- _Challenge_: Take the line containing "of the gray" and every line after it in the data below, and print them exactly as given, with nothing else.

+ + +

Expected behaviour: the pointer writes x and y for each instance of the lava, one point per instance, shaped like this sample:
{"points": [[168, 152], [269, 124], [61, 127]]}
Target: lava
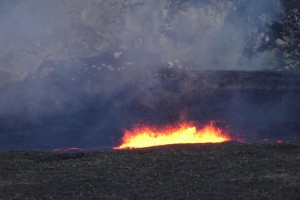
{"points": [[184, 133]]}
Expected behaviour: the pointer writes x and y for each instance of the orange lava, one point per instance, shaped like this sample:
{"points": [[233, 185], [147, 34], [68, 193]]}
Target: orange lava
{"points": [[184, 133]]}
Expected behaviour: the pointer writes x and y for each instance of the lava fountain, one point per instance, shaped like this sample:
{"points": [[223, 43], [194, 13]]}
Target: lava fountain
{"points": [[184, 133]]}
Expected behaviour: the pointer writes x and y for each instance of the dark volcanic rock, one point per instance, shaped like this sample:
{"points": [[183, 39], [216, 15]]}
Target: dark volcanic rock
{"points": [[207, 171]]}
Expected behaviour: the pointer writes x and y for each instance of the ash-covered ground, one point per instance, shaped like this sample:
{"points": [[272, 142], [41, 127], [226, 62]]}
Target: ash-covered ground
{"points": [[204, 171]]}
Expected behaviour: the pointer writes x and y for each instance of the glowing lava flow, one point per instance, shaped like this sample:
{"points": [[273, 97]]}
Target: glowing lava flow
{"points": [[143, 136]]}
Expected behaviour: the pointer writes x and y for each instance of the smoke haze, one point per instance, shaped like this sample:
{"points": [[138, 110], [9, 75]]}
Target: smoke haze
{"points": [[79, 72]]}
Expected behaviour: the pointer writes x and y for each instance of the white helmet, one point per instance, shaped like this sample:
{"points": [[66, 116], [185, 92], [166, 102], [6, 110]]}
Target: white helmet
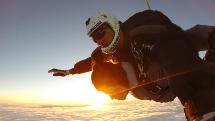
{"points": [[96, 21]]}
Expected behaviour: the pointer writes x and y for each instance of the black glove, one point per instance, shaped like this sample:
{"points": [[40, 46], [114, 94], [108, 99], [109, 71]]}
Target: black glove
{"points": [[58, 72]]}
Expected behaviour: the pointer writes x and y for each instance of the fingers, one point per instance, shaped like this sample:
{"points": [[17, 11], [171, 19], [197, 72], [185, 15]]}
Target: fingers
{"points": [[59, 74]]}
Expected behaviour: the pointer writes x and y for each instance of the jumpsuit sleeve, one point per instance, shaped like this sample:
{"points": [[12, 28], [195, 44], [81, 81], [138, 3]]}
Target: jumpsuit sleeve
{"points": [[83, 66]]}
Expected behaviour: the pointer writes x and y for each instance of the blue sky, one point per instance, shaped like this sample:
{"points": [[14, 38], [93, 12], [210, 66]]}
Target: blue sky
{"points": [[37, 35]]}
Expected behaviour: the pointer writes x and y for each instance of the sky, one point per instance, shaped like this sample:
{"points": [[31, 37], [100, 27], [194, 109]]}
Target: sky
{"points": [[37, 35]]}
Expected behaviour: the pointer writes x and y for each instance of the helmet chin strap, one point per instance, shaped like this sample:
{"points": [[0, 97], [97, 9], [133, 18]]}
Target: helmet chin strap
{"points": [[110, 49]]}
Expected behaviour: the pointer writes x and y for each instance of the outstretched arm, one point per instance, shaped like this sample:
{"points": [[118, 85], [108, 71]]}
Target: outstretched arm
{"points": [[199, 36], [80, 67]]}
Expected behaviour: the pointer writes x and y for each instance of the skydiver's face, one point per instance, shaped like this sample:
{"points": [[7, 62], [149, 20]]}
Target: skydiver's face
{"points": [[103, 36]]}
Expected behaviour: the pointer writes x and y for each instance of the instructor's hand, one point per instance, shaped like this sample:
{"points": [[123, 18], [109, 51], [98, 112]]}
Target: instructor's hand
{"points": [[58, 72]]}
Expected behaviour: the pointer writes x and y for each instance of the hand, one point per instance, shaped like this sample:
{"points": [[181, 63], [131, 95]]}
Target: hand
{"points": [[57, 72]]}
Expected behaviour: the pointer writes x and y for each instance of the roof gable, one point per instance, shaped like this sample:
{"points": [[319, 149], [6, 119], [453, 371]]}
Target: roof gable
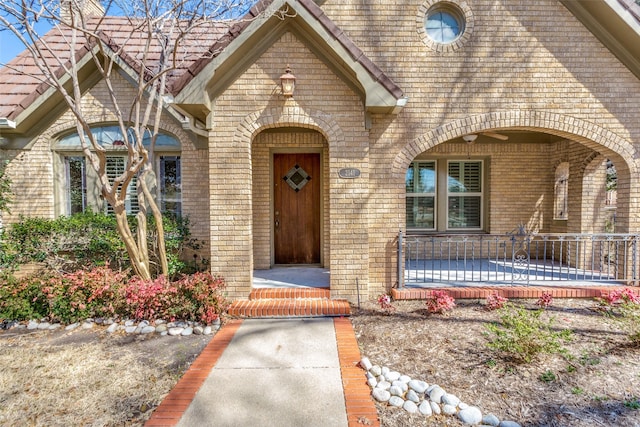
{"points": [[234, 53]]}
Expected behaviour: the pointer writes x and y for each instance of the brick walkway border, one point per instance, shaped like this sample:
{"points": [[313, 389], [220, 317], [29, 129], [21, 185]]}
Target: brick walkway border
{"points": [[360, 408], [179, 398]]}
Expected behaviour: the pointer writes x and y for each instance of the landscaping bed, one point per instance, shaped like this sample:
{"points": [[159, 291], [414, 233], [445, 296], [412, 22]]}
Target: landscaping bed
{"points": [[90, 377], [595, 383]]}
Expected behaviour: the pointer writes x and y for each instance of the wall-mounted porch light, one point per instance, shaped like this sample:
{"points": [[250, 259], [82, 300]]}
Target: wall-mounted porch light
{"points": [[470, 138], [288, 82]]}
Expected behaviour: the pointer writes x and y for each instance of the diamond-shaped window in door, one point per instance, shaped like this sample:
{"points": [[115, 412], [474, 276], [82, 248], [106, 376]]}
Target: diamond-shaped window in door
{"points": [[297, 178]]}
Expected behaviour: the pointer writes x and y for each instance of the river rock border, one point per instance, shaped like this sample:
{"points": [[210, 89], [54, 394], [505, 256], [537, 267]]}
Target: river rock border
{"points": [[178, 328], [417, 396]]}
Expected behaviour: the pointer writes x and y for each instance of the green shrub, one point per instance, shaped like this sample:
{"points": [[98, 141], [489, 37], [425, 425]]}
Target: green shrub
{"points": [[522, 335], [88, 240], [21, 299]]}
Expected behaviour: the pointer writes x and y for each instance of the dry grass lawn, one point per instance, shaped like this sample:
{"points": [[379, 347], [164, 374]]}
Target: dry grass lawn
{"points": [[86, 378], [596, 384]]}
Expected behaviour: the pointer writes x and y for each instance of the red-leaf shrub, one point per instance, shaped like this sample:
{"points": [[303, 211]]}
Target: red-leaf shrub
{"points": [[495, 301], [102, 292], [150, 299], [621, 296], [384, 301], [202, 297], [440, 302], [83, 294], [545, 300]]}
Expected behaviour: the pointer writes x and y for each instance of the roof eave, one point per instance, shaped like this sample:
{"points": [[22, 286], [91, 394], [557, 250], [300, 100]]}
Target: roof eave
{"points": [[379, 93], [616, 23]]}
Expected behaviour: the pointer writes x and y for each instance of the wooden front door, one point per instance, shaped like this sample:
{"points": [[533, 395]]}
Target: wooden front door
{"points": [[296, 179]]}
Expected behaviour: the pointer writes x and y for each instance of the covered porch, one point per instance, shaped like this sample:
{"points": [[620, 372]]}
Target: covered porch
{"points": [[518, 260]]}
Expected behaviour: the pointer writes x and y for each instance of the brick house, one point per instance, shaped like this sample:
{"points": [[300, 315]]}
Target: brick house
{"points": [[427, 116]]}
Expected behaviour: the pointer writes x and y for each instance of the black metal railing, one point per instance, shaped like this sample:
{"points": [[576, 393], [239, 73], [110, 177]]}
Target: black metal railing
{"points": [[519, 258]]}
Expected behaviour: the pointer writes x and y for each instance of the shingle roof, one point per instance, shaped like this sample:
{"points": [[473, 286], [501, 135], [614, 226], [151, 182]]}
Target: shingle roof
{"points": [[20, 86]]}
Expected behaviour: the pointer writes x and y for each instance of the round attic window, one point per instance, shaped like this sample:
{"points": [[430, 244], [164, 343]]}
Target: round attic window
{"points": [[444, 25]]}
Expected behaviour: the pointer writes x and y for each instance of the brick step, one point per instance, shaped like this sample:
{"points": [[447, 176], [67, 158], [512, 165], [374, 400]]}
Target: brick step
{"points": [[505, 291], [293, 293], [289, 307]]}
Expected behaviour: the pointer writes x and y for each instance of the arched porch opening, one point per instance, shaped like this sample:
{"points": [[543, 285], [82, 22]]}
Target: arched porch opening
{"points": [[491, 205]]}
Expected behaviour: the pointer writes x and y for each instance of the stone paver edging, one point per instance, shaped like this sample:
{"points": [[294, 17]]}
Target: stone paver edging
{"points": [[417, 396]]}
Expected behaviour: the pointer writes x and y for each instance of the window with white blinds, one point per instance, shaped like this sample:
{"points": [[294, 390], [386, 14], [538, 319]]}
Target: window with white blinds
{"points": [[170, 185], [444, 195], [420, 183], [561, 200], [464, 195], [115, 167], [76, 184]]}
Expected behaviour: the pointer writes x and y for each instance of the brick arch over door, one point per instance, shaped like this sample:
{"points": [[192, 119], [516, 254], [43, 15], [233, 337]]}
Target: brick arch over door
{"points": [[258, 121], [621, 151]]}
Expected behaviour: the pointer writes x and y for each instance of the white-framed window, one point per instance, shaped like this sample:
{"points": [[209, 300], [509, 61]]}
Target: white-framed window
{"points": [[115, 167], [464, 195], [561, 192], [445, 195], [421, 195], [77, 185], [170, 194]]}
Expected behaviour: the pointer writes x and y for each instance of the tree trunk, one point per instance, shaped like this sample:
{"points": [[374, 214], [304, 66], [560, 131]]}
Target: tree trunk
{"points": [[138, 262]]}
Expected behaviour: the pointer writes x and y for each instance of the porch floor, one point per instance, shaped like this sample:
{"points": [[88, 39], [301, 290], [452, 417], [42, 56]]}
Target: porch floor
{"points": [[291, 277], [482, 273]]}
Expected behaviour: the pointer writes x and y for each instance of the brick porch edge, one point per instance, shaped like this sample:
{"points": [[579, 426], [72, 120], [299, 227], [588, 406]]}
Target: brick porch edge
{"points": [[508, 292], [360, 407]]}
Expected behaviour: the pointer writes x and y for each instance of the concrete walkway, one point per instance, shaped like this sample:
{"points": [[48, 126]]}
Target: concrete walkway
{"points": [[273, 372]]}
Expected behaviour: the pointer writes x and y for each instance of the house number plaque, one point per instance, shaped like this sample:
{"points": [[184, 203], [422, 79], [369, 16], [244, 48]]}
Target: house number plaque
{"points": [[349, 173]]}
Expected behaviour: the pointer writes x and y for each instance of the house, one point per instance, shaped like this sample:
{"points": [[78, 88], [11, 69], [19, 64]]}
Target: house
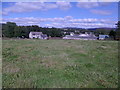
{"points": [[39, 35], [86, 36], [103, 37]]}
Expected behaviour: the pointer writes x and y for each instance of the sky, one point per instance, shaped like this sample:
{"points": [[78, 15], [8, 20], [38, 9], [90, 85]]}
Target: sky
{"points": [[61, 14]]}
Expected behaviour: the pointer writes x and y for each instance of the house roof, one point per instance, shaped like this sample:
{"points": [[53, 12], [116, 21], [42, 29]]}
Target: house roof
{"points": [[36, 33], [103, 36]]}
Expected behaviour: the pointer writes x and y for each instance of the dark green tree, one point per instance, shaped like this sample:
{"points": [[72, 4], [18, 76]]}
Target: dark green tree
{"points": [[112, 34]]}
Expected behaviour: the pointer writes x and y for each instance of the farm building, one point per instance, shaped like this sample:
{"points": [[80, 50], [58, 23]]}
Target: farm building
{"points": [[39, 35], [103, 37], [85, 36]]}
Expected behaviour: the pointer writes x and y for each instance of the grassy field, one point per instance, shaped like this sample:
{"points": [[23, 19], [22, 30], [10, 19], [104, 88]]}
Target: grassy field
{"points": [[60, 64]]}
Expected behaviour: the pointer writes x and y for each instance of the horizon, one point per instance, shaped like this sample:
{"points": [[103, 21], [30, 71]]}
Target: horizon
{"points": [[61, 14]]}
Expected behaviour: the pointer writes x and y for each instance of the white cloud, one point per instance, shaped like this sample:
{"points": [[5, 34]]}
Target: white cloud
{"points": [[87, 4], [67, 21], [101, 12], [32, 6], [63, 5]]}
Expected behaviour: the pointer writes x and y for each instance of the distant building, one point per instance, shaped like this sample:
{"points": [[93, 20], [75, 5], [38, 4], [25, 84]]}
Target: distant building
{"points": [[39, 35], [85, 36], [103, 37]]}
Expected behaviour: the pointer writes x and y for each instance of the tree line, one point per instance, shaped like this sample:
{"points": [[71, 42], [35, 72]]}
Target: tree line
{"points": [[10, 29]]}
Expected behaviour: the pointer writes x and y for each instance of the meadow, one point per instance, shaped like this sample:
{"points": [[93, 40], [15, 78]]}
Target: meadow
{"points": [[59, 64]]}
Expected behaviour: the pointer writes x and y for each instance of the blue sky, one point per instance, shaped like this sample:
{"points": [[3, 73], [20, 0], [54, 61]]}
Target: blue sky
{"points": [[61, 14]]}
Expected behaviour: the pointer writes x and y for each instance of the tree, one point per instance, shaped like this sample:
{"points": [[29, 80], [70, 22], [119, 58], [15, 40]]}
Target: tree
{"points": [[9, 29], [112, 34]]}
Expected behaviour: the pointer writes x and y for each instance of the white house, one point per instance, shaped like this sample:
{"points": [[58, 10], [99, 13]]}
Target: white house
{"points": [[39, 35], [85, 36], [103, 37]]}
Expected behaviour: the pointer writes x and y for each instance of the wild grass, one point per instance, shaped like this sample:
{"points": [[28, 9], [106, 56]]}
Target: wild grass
{"points": [[59, 64]]}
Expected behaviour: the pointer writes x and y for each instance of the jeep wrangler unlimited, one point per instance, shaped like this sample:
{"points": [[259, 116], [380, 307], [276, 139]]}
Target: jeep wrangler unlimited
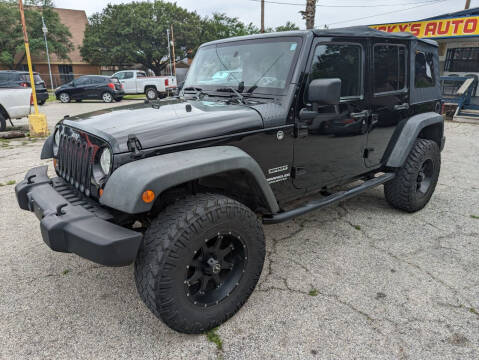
{"points": [[181, 187]]}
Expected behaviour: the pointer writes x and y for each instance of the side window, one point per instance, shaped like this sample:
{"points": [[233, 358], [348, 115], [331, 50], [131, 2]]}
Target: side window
{"points": [[342, 61], [389, 68], [424, 70]]}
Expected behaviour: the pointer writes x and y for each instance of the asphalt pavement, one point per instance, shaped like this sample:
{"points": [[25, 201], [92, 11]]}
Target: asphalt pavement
{"points": [[358, 280]]}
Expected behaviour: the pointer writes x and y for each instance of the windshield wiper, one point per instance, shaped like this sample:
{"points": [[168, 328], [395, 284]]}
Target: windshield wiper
{"points": [[199, 92], [234, 91]]}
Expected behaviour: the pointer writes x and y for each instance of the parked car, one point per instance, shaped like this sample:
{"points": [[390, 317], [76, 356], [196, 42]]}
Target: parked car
{"points": [[136, 82], [15, 103], [11, 78], [91, 87], [182, 188]]}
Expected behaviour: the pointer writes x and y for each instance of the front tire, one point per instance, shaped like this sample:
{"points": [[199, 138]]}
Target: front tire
{"points": [[199, 262], [416, 180], [107, 97]]}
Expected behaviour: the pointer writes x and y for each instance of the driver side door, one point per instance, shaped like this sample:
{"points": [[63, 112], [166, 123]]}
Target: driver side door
{"points": [[331, 139]]}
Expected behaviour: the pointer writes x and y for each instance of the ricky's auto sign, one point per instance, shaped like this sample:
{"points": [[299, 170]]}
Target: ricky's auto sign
{"points": [[443, 28]]}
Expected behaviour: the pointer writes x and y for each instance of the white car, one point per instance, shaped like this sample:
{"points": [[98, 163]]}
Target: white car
{"points": [[15, 103], [136, 82]]}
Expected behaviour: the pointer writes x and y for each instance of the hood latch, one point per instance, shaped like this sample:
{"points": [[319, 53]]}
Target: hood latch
{"points": [[134, 145]]}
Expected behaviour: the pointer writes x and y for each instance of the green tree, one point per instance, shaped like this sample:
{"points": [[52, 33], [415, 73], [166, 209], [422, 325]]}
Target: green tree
{"points": [[134, 33], [12, 48]]}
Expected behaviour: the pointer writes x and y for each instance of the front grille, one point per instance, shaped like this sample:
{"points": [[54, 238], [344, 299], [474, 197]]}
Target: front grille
{"points": [[76, 155]]}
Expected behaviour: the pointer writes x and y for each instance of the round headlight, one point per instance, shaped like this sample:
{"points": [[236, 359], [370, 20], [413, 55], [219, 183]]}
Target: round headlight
{"points": [[105, 160], [56, 137]]}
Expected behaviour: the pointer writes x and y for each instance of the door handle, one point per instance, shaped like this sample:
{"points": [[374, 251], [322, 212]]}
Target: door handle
{"points": [[404, 106], [361, 114]]}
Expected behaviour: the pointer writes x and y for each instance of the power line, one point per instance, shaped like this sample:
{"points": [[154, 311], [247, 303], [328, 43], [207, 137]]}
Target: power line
{"points": [[385, 13], [428, 2]]}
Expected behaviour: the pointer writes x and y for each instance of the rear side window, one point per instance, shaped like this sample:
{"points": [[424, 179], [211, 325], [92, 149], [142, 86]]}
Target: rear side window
{"points": [[343, 61], [389, 68], [424, 70]]}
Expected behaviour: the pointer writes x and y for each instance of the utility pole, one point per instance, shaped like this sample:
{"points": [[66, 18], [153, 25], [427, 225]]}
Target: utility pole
{"points": [[37, 122], [173, 50], [262, 16], [309, 14]]}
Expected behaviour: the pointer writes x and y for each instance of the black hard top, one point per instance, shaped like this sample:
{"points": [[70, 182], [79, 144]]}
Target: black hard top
{"points": [[354, 31]]}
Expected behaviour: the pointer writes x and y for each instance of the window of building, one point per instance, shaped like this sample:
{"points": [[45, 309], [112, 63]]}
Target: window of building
{"points": [[424, 70], [66, 73], [389, 68], [343, 61], [462, 59]]}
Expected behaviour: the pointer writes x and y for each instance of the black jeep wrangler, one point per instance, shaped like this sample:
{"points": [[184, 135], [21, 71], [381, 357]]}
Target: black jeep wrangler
{"points": [[181, 187]]}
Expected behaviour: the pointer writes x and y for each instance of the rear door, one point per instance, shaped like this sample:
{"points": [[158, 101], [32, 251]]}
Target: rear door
{"points": [[389, 96], [330, 146]]}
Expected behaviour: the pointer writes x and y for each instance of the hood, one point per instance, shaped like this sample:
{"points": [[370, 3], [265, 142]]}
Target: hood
{"points": [[172, 122]]}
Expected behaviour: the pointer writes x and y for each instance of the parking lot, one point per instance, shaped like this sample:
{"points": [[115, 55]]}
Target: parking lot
{"points": [[358, 280]]}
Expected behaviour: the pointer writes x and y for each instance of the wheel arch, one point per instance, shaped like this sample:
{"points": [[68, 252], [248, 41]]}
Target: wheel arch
{"points": [[428, 125], [223, 169]]}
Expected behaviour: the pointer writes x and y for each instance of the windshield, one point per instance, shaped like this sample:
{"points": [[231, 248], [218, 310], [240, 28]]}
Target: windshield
{"points": [[264, 65]]}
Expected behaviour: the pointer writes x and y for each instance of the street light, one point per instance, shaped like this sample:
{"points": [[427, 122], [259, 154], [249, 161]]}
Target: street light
{"points": [[45, 31]]}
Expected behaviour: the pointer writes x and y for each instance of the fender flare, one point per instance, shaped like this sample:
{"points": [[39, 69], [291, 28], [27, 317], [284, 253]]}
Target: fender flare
{"points": [[408, 135], [47, 149], [126, 185]]}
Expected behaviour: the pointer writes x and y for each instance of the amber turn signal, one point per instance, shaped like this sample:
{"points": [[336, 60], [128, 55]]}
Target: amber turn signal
{"points": [[148, 196]]}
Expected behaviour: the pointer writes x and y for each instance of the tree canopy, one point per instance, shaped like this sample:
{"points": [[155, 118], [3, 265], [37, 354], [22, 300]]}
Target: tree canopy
{"points": [[135, 33], [12, 48]]}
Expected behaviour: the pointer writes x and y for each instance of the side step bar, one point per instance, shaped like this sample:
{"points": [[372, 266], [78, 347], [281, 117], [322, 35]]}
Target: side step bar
{"points": [[331, 199]]}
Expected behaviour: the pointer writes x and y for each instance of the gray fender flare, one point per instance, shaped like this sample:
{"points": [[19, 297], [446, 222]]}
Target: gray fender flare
{"points": [[125, 186], [409, 133], [47, 149]]}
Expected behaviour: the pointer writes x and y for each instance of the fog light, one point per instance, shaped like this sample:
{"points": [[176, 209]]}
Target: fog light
{"points": [[148, 196]]}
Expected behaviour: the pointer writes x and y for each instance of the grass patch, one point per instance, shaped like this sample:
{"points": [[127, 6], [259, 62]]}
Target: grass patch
{"points": [[213, 337]]}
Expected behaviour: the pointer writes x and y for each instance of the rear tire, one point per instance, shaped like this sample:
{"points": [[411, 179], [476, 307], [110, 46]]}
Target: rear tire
{"points": [[416, 180], [199, 262], [64, 98], [151, 93]]}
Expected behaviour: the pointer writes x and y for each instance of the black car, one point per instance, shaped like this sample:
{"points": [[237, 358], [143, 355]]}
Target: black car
{"points": [[91, 87], [13, 78], [182, 187]]}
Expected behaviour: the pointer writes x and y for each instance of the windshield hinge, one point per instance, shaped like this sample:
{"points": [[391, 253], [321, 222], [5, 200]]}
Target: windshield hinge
{"points": [[134, 145]]}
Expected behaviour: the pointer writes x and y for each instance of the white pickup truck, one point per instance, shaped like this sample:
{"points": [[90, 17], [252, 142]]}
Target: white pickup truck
{"points": [[14, 104], [136, 82]]}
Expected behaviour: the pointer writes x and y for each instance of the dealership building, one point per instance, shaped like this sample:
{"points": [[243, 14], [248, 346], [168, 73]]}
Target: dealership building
{"points": [[458, 37]]}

+ + +

- _Complete response_:
Expected behaviour: the pointer writes x and y for each instance of the gray fender flare, one point per instance, shaped like this sample:
{"points": [[19, 297], [446, 222]]}
Target: gray fender flare
{"points": [[125, 186], [409, 133], [47, 149]]}
Expected behaviour: the pointer writes x and y for each instance of the fog light, one point per instance, shaped like this sample:
{"points": [[176, 209]]}
Target: fog light
{"points": [[148, 196]]}
Expected behaviour: the pointer writes x and y for each instance of the grass patch, one point per instance, shaped like this sample:
{"points": [[127, 6], [259, 62]]}
Target: grass patch
{"points": [[213, 337]]}
Expected behaviour: the pointer writes x and y for each instance of the rear tire, one point per instance, shaped like this sample:
{"points": [[411, 179], [476, 307], [110, 46]]}
Target: rear tire
{"points": [[416, 180], [199, 262], [64, 98], [151, 93]]}
Expected behaviour: the pointer writes x and y for each instance of the black car, one point per instance, shaped like this sample:
{"points": [[237, 358], [143, 355]]}
Target: black car
{"points": [[91, 87], [13, 78], [182, 187]]}
Expected behaviour: the pointer writes x and y for each instance of the windshield hinge, one point per instance, shaped like this sample:
{"points": [[391, 253], [321, 222], [5, 200]]}
Target: windshield hinge
{"points": [[134, 145]]}
Expected behaviour: the pointer writes x and y for each instance of the white pickup truck, one point per instance, shaped like this sample:
{"points": [[90, 17], [252, 142]]}
Target: white pickup truck
{"points": [[14, 104], [136, 82]]}
Expected behaviour: the pointer writes x and y for each instance of the dealership building, one point per instance, shaped like this sample:
{"points": [[243, 14], [248, 346], [168, 73]]}
Target: dealership building
{"points": [[458, 37]]}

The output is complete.